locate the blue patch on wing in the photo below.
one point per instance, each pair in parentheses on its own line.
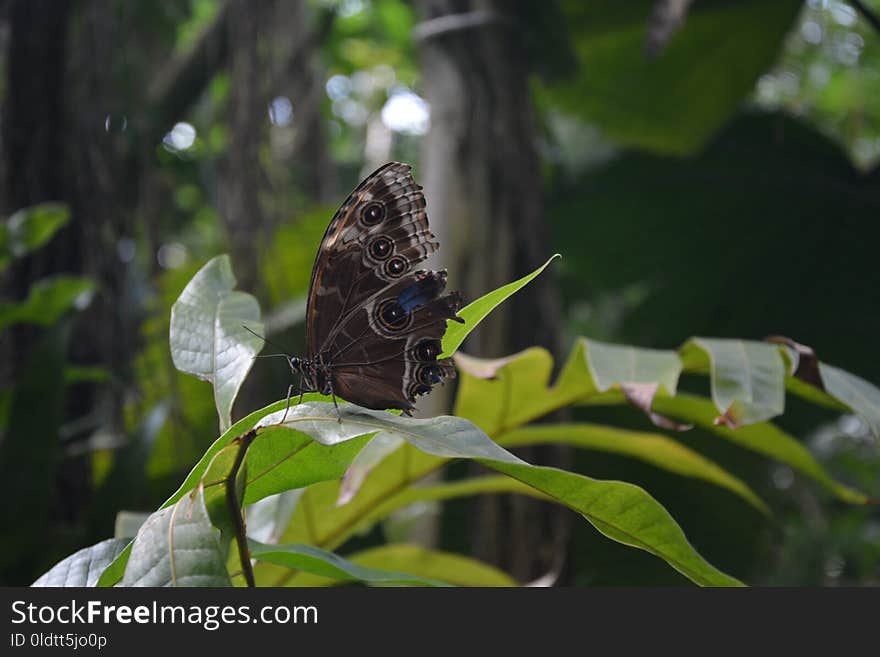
(417,294)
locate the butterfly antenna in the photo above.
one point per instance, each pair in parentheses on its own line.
(269,342)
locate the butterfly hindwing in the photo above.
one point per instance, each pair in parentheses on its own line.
(385,355)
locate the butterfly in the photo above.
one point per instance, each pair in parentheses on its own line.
(373,325)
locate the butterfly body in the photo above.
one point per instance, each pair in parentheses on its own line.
(373,324)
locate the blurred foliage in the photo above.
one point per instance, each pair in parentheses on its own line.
(829,74)
(727,186)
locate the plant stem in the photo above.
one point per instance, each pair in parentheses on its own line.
(235,508)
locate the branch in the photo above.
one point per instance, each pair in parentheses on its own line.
(235,509)
(181,81)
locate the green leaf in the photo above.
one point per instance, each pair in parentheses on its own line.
(651,528)
(29,229)
(178,546)
(268,517)
(207,334)
(83,567)
(748,378)
(862,397)
(277,460)
(611,365)
(655,449)
(48,300)
(624,513)
(675,102)
(763,437)
(327,564)
(475,312)
(368,458)
(456,569)
(447,436)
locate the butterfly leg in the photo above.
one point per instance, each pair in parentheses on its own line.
(287,407)
(333,395)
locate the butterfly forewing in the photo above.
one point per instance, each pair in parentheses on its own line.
(375,238)
(373,322)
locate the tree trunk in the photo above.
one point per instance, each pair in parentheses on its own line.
(481,173)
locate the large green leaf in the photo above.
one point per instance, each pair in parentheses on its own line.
(456,569)
(652,448)
(520,393)
(622,512)
(748,378)
(47,301)
(764,438)
(208,337)
(277,460)
(447,436)
(83,568)
(327,564)
(29,229)
(862,397)
(267,518)
(603,503)
(475,312)
(674,102)
(178,546)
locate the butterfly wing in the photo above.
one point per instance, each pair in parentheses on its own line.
(371,320)
(375,238)
(385,354)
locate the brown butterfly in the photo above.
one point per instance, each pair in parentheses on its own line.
(373,326)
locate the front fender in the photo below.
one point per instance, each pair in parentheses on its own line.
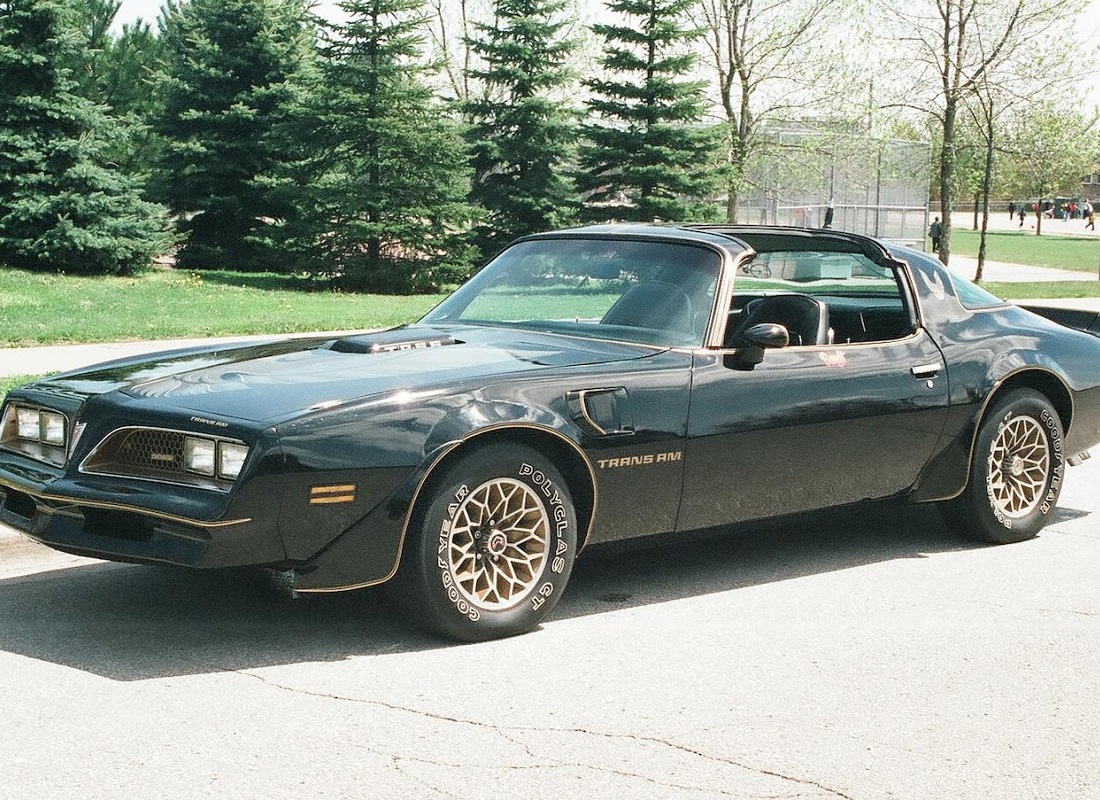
(369,551)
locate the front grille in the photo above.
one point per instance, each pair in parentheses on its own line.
(154,455)
(161,451)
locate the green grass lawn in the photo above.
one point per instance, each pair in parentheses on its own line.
(1062,252)
(48,309)
(164,304)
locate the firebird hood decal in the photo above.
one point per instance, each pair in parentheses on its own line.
(278,380)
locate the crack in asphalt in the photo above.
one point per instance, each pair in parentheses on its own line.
(520,729)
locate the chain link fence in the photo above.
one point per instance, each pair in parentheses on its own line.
(873,186)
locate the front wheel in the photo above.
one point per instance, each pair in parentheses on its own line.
(1016,472)
(490,551)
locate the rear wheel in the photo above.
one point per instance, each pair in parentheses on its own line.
(1016,471)
(492,548)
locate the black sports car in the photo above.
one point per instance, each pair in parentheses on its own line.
(587,385)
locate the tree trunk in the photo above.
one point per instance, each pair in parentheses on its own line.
(946,182)
(987,178)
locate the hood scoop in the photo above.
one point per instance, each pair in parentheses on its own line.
(389,341)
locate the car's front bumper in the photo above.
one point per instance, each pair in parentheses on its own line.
(78,522)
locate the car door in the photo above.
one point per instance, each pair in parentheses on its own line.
(810,427)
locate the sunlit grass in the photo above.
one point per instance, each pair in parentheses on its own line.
(47,308)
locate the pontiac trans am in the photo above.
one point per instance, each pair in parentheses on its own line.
(586,386)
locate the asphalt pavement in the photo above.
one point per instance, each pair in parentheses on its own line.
(864,655)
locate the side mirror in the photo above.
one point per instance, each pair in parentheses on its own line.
(754,341)
(767,336)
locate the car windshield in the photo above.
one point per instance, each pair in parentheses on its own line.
(645,292)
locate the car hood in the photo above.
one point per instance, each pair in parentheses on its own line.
(278,379)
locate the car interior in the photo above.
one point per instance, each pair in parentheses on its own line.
(820,296)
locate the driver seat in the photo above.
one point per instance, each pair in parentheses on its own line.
(804,317)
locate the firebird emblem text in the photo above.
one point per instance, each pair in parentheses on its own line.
(652,458)
(215,423)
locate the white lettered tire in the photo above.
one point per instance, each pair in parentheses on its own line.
(490,551)
(1015,472)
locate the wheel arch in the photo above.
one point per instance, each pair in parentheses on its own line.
(948,474)
(560,449)
(1042,381)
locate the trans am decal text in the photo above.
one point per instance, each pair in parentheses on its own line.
(652,458)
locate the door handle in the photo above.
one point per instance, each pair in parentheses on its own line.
(924,371)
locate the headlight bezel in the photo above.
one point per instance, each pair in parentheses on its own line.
(35,430)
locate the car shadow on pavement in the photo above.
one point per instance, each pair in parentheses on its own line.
(128,622)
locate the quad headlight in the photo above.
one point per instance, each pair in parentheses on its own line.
(210,457)
(41,434)
(37,425)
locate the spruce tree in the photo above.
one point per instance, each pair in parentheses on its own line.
(382,183)
(63,205)
(521,128)
(224,89)
(648,157)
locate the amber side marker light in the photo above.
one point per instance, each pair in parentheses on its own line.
(336,493)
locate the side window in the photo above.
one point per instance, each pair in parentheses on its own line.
(822,298)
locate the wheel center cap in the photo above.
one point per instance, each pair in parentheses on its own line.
(496,543)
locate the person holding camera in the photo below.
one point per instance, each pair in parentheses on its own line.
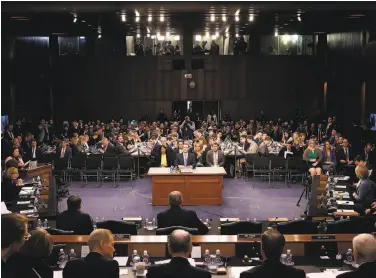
(187,127)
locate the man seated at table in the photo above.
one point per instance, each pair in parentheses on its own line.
(99,262)
(364,246)
(74,219)
(185,158)
(180,247)
(215,157)
(177,216)
(272,244)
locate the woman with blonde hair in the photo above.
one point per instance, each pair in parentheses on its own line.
(30,260)
(313,157)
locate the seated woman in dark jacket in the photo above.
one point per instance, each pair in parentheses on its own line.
(10,185)
(30,260)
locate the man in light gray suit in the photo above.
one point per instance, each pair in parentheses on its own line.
(215,157)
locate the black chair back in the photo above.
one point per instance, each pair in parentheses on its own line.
(297,227)
(168,230)
(118,227)
(53,231)
(241,227)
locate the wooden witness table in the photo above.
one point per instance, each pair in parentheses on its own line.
(202,187)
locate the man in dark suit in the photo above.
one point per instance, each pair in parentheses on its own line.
(34,153)
(177,216)
(98,263)
(105,147)
(215,157)
(364,246)
(73,219)
(64,151)
(272,244)
(186,159)
(180,247)
(365,190)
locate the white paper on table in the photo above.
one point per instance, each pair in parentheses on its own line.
(196,252)
(236,270)
(121,260)
(84,251)
(58,274)
(190,260)
(123,271)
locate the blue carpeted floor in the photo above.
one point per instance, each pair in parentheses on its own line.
(240,199)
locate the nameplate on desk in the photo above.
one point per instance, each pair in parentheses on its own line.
(122,236)
(323,237)
(249,236)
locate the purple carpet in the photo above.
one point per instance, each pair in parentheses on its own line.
(240,199)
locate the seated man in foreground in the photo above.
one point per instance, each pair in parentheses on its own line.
(272,244)
(99,262)
(177,216)
(180,247)
(364,246)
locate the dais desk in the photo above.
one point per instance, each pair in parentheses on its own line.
(202,187)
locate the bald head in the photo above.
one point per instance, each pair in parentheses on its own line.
(364,248)
(98,237)
(180,243)
(272,243)
(175,198)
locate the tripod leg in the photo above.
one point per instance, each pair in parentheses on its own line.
(301,195)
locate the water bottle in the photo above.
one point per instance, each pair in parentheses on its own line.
(135,258)
(349,257)
(72,255)
(218,258)
(207,257)
(146,258)
(62,259)
(283,258)
(289,258)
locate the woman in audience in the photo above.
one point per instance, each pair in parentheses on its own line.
(10,185)
(198,152)
(30,260)
(15,160)
(313,156)
(328,157)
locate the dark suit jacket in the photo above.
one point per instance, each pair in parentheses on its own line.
(67,154)
(9,190)
(210,158)
(94,265)
(178,267)
(273,269)
(177,216)
(365,193)
(29,154)
(366,270)
(76,221)
(191,160)
(21,266)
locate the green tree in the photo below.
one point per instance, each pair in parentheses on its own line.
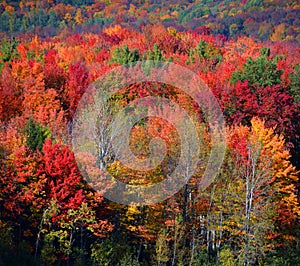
(36,135)
(261,71)
(123,55)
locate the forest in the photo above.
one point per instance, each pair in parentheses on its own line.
(53,57)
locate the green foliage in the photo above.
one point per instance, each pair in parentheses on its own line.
(155,54)
(226,257)
(295,83)
(20,257)
(162,251)
(124,56)
(261,71)
(202,51)
(9,50)
(36,135)
(101,252)
(128,260)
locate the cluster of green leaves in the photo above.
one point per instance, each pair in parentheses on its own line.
(260,72)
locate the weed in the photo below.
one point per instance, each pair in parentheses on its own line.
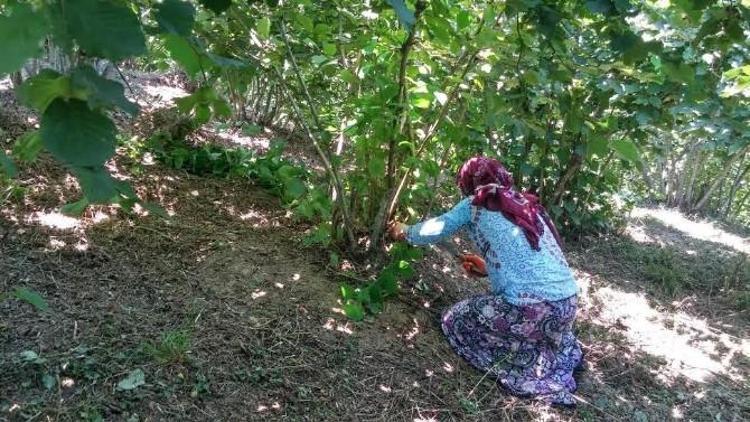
(201,386)
(371,296)
(469,406)
(173,347)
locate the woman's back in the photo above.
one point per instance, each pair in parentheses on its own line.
(517,271)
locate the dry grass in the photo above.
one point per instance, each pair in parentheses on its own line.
(231,319)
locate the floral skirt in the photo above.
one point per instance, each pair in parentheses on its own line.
(531,349)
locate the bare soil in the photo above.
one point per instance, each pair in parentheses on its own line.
(263,338)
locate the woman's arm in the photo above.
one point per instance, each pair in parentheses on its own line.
(441,227)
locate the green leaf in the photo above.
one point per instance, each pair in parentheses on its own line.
(347,292)
(626,150)
(329,49)
(216,6)
(604,7)
(294,188)
(32,298)
(76,135)
(388,283)
(376,167)
(40,90)
(97,184)
(104,28)
(175,17)
(48,381)
(101,92)
(155,209)
(463,20)
(75,209)
(31,356)
(28,146)
(264,28)
(405,15)
(181,51)
(7,166)
(421,102)
(598,146)
(135,379)
(20,36)
(354,310)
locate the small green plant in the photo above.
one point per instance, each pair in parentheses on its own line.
(31,297)
(660,268)
(370,297)
(282,177)
(172,347)
(469,406)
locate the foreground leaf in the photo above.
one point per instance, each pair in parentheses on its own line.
(405,15)
(175,16)
(76,135)
(40,90)
(626,150)
(28,146)
(7,166)
(31,297)
(20,36)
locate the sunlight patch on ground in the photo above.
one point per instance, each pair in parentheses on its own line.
(333,325)
(236,137)
(688,344)
(701,230)
(161,96)
(54,220)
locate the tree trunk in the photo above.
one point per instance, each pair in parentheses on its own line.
(741,202)
(733,190)
(688,200)
(719,179)
(573,166)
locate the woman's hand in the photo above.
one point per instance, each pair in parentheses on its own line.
(397,231)
(473,265)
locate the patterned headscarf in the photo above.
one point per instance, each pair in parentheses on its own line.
(493,189)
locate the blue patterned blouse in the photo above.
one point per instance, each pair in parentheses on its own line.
(516,271)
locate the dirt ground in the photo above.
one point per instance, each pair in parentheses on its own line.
(229,317)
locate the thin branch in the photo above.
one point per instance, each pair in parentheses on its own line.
(298,74)
(348,226)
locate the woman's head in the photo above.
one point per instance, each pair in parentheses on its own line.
(482,171)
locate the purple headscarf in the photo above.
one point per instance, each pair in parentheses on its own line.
(493,189)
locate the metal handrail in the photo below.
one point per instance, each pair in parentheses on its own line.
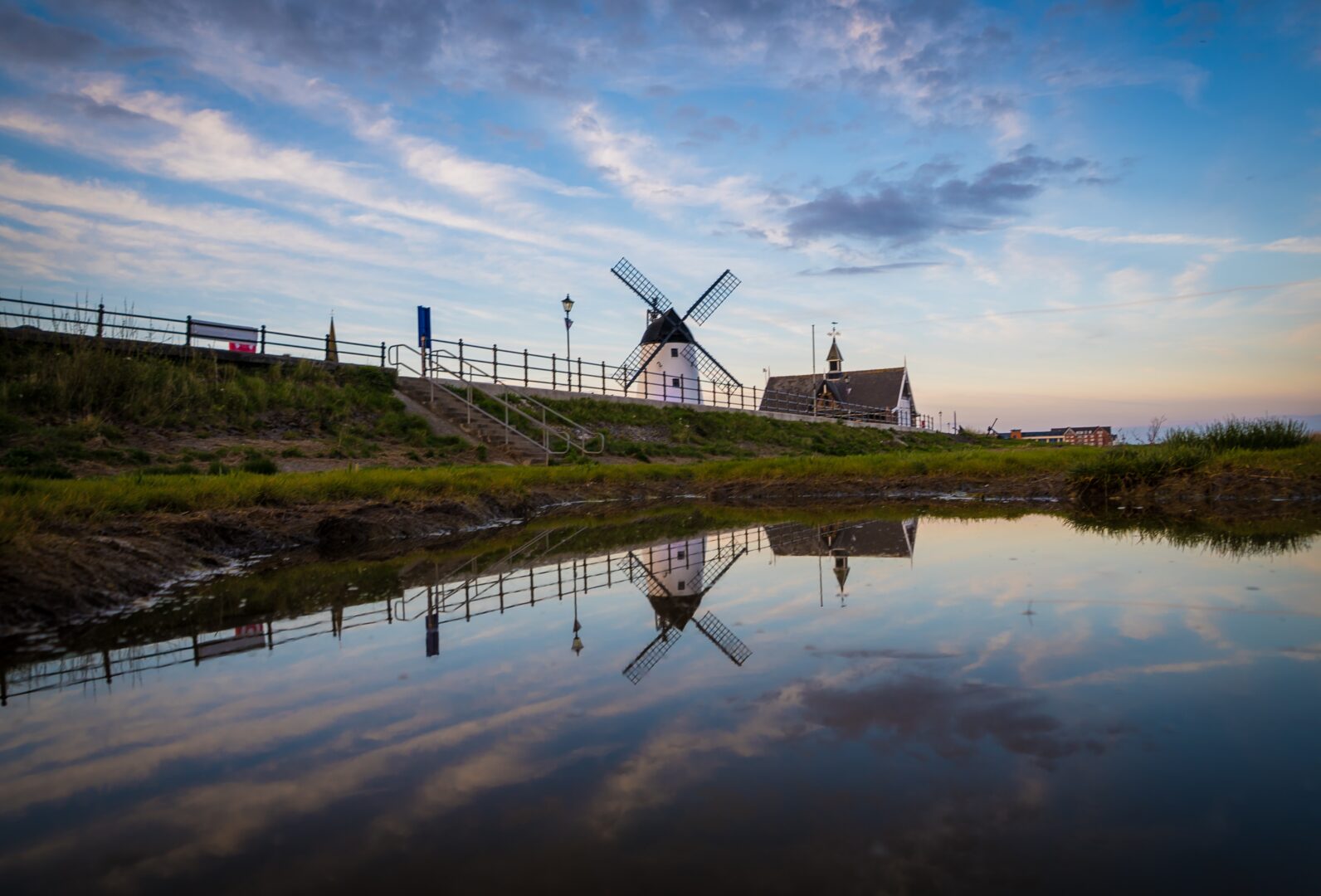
(584,435)
(547,431)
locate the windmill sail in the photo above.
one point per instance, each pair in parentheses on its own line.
(633,367)
(712,298)
(716,567)
(709,368)
(646,291)
(720,635)
(651,655)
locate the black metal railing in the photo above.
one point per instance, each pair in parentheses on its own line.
(123,324)
(484,363)
(490,363)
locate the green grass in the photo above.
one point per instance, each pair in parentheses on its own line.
(61,406)
(1272,446)
(27,503)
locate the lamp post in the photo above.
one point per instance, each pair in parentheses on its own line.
(578,626)
(567,304)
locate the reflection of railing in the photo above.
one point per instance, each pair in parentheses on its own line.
(131,662)
(106,323)
(457,594)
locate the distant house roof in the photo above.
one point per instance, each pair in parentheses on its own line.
(1055,431)
(881,387)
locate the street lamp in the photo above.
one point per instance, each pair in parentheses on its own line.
(567,304)
(578,626)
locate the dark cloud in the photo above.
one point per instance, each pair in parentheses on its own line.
(952,719)
(33,40)
(933,200)
(559,46)
(861,270)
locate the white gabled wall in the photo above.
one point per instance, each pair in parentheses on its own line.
(671,377)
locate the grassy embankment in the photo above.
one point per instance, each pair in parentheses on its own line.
(1088,474)
(82,410)
(86,407)
(647,432)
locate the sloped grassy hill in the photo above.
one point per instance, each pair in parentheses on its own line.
(82,410)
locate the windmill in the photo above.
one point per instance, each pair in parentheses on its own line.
(675,577)
(669,360)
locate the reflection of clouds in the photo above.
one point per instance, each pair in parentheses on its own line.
(220,818)
(1126,673)
(993,645)
(948,718)
(1140,624)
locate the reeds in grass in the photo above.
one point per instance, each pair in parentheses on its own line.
(1260,434)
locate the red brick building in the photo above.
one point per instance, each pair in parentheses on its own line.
(1099,436)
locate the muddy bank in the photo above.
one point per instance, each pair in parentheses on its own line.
(82,567)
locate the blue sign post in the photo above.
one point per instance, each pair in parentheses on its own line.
(424,334)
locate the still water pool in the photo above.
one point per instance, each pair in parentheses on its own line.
(805,704)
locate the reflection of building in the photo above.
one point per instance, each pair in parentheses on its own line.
(843,541)
(675,577)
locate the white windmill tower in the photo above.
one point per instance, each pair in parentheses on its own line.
(675,577)
(669,360)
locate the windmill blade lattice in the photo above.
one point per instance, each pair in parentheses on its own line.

==================================================

» **What you will do**: All lines from the one with "locate the dark cloud in the photo above." through the final line above are to be quoted exactly; quote no other line.

» **Correct response**:
locate the dark cloud in the photo above.
one point per instance, each pair in parentheses on its own line.
(952,719)
(33,40)
(933,200)
(559,46)
(861,270)
locate the white gabled wall in the photo above.
one point per instance, each pair in parentheses on its own line.
(671,377)
locate the grassy embankment in the photo above.
one point per instance, each pair in parentheses on its own line.
(1088,474)
(82,410)
(86,407)
(647,432)
locate the sloped grassy hill in the photo above.
one point per instance, each pair in parentheses on its own line.
(82,410)
locate the windmill in the photo above.
one point per instance, each pair in parentheses on its own line.
(675,577)
(669,360)
locate the reflection of clouds in the photo above.
one point per instance, each pair in parentheses on its own line.
(220,818)
(1126,673)
(993,645)
(948,718)
(1140,624)
locate the reeds in grass in the photo above.
one point per instance, each pair in parentheses on its own line.
(1260,434)
locate the red brick building in the photo above.
one point per instance, each pair in parentheses on its own line.
(1099,436)
locate the muddy bank in the photo above.
one point per instance, each pair in parentheses on its own line.
(82,567)
locate the blue sign post in the photo above.
one point per instance, each pair in parentheses on its own line.
(424,334)
locate the still water pool in the photo above.
one point per instance, each pair in parentheses on its own line.
(805,704)
locate the reflection of building in the photo above.
one point per instance, each pair in parentheses on its own line.
(843,541)
(675,577)
locate the white windmill tower in the photo above.
one point per instance, each pair in parentheses on its own line.
(675,577)
(669,360)
locate the windmill blade lattice in the photo above.
one point per instance, each pair in parentheses on its own line.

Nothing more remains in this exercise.